• TASK STATEMENT
Count the lines in the rows below that contain the string "rope", with case counting. Reply with the number alone.

• TASK INPUT
+++++

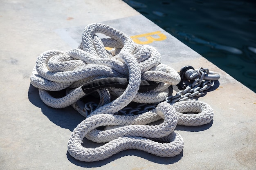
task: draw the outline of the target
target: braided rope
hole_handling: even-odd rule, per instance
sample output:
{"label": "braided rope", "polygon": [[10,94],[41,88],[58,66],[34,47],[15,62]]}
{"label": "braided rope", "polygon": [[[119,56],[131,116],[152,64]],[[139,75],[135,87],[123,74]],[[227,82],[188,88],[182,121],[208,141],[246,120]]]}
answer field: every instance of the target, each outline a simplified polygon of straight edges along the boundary
{"label": "braided rope", "polygon": [[[98,33],[110,38],[100,38]],[[106,50],[106,47],[113,49]],[[68,141],[68,152],[75,159],[97,161],[128,149],[173,157],[183,148],[182,137],[174,131],[176,125],[208,123],[212,119],[213,111],[210,106],[199,101],[172,105],[162,102],[168,95],[168,87],[177,84],[180,77],[174,69],[161,64],[160,60],[161,55],[153,47],[135,44],[124,33],[94,23],[85,28],[77,49],[49,50],[42,53],[30,80],[31,84],[39,88],[40,97],[47,105],[55,108],[71,105],[87,117],[74,130]],[[125,89],[111,87],[97,90],[98,105],[93,109],[83,106],[85,103],[81,99],[88,94],[85,94],[81,86],[106,77],[126,78],[128,84]],[[156,82],[159,85],[138,93],[141,79]],[[56,98],[51,95],[50,91],[64,89],[66,92],[64,96]],[[155,109],[137,115],[114,114],[132,101],[159,104]],[[187,114],[189,112],[198,113]],[[163,121],[159,124],[148,125],[161,119]],[[105,130],[97,129],[102,126],[106,126]],[[84,137],[95,142],[107,143],[95,148],[86,148],[82,146]]]}

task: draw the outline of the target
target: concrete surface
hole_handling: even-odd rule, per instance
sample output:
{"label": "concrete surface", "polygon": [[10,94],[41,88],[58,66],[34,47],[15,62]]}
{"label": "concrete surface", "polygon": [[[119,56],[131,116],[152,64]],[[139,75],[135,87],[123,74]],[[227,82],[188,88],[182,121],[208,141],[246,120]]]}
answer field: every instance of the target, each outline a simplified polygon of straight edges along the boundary
{"label": "concrete surface", "polygon": [[[1,2],[0,169],[256,169],[256,94],[124,2]],[[160,158],[129,150],[86,163],[67,153],[71,132],[83,117],[71,107],[46,106],[30,85],[29,77],[41,53],[76,47],[83,28],[98,22],[131,36],[159,31],[166,38],[149,45],[162,54],[162,63],[177,71],[191,65],[220,74],[218,88],[199,99],[211,106],[213,121],[200,127],[177,127],[184,142],[180,155]]]}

+++++

• FINAL ANSWER
4